==== Provided data
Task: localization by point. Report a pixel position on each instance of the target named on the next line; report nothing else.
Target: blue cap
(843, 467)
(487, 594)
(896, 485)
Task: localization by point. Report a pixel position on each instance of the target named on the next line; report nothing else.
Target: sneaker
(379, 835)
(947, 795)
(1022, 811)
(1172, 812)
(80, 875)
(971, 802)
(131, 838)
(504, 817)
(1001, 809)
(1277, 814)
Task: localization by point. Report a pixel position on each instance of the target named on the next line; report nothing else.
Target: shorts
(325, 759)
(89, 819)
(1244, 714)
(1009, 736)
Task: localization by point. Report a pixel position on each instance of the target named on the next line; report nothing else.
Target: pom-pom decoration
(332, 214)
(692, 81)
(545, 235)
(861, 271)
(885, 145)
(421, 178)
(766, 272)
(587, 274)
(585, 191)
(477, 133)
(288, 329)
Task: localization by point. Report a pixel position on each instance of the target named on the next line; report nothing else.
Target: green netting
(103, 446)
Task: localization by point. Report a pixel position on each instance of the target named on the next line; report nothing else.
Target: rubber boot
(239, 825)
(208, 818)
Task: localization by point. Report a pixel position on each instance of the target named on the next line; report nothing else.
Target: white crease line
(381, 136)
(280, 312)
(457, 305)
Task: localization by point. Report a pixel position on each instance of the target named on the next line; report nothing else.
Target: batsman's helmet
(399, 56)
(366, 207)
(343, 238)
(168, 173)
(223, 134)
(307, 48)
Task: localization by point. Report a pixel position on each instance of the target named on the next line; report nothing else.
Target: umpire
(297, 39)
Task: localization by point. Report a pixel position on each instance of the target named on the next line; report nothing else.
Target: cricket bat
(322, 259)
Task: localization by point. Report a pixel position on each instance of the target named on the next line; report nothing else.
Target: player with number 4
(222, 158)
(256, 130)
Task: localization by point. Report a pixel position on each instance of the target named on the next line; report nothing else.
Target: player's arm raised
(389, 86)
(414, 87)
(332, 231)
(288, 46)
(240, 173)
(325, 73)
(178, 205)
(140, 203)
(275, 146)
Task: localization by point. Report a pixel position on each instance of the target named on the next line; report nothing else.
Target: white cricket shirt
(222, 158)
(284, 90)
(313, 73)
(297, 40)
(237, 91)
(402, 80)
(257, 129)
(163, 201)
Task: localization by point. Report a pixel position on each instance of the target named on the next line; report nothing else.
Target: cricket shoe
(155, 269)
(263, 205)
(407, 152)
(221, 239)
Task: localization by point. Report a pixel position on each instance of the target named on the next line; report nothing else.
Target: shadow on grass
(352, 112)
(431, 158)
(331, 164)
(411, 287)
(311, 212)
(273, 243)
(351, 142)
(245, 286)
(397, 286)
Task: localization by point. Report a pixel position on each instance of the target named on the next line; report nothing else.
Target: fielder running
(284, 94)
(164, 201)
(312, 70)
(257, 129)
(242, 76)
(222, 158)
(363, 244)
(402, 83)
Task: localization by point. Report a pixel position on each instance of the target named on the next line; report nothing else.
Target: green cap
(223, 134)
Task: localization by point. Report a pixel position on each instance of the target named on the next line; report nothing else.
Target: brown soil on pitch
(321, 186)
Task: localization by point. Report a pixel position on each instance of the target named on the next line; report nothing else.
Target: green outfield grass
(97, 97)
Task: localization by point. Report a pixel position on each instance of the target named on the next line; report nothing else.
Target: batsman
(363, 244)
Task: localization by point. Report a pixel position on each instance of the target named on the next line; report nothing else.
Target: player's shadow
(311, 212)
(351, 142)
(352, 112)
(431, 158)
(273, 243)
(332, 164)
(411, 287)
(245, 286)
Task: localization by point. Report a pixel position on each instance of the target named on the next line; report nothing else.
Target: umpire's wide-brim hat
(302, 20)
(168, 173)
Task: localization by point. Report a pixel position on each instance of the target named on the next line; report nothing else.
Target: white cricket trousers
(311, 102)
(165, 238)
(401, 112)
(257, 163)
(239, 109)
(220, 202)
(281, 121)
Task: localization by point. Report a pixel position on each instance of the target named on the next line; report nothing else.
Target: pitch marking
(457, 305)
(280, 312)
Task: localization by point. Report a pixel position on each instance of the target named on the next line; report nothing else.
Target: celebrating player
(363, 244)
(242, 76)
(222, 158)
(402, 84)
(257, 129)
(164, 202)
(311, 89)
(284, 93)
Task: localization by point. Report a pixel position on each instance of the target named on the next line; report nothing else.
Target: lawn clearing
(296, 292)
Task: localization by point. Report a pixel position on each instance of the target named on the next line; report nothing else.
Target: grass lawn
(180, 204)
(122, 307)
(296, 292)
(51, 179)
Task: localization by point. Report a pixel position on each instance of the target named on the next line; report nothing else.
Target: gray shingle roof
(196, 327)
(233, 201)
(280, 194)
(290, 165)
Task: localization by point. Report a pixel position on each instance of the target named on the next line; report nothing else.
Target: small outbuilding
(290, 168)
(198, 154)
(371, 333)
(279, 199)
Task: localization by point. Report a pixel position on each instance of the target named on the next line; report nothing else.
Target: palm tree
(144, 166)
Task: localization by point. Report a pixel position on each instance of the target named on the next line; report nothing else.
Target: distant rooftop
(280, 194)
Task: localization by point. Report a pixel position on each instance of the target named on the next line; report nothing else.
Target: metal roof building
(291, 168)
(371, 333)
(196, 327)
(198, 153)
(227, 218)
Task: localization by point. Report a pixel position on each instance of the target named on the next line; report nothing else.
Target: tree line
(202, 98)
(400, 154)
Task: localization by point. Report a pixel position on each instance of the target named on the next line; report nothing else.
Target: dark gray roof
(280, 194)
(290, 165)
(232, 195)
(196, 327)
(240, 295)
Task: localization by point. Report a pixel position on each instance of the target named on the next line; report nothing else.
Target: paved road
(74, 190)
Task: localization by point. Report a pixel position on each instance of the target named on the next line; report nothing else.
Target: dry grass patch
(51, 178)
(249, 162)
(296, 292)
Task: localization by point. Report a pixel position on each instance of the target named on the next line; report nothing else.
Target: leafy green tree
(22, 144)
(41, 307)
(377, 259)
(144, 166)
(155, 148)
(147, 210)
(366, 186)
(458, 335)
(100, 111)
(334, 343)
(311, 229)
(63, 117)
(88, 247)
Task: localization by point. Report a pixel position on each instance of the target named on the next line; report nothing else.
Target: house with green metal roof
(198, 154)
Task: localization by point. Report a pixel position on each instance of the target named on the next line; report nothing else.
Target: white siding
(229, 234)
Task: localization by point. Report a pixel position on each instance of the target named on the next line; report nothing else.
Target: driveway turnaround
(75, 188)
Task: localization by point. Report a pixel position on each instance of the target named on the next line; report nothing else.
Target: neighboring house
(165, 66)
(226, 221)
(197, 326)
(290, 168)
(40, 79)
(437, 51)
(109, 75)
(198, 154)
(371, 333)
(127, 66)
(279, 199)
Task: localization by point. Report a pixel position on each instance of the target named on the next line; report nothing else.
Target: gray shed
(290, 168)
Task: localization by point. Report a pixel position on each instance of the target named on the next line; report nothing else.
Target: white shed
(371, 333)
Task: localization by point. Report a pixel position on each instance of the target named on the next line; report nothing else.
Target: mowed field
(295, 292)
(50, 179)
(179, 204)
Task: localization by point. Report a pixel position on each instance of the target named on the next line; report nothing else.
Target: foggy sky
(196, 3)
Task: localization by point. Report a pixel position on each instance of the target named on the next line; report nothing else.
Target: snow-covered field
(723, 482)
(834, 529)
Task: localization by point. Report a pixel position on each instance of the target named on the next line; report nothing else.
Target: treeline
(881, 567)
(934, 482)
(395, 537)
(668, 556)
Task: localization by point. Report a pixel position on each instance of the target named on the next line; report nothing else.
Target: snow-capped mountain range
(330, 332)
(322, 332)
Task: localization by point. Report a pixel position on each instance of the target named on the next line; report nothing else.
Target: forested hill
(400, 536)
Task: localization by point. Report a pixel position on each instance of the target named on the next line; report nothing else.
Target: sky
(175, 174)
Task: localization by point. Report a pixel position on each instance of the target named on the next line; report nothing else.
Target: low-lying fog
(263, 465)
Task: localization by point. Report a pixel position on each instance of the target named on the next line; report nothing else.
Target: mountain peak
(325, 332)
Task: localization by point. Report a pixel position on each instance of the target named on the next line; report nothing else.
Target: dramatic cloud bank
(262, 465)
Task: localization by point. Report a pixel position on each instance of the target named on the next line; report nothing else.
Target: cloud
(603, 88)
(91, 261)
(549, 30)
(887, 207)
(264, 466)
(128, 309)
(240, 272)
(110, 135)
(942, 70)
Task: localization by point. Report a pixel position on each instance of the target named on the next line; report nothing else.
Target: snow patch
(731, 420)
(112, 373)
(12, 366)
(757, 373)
========
The "Target: snow-capped mountain range" line through the last line above: set these down exactly and add nothing else.

Target: snow-capped mountain range
(330, 332)
(322, 332)
Task: localization by point. Report a pixel position on each instance of the target named on the next line; report nothing else.
Target: forested hill
(400, 536)
Task: localization by point. Report a pixel position on each instance of the target named on the next line; report nothing else.
Target: sky
(175, 174)
Task: localization by point. Report a pixel position on each instance of the target named on the next line; report nothing else.
Target: low-lying fog
(263, 465)
Task: localization by point. Report a pixel position on each instance of the target named on the next line; report nothing else.
Target: mountain peak
(325, 332)
Task: localization by point. Report a pixel position on each instance of the target named on the next line; report nothing else.
Target: dramatic cloud bank
(262, 465)
Task: localization by point. Report a pixel position on each instance of the target named on the next line; report nothing else.
Target: cloud
(603, 88)
(91, 261)
(549, 30)
(887, 207)
(264, 466)
(128, 309)
(240, 272)
(110, 135)
(942, 70)
Task: localization by point. Report a pixel position on each instance of the target named on the next line; report nothing else.
Target: snow patch
(731, 420)
(112, 373)
(12, 366)
(757, 373)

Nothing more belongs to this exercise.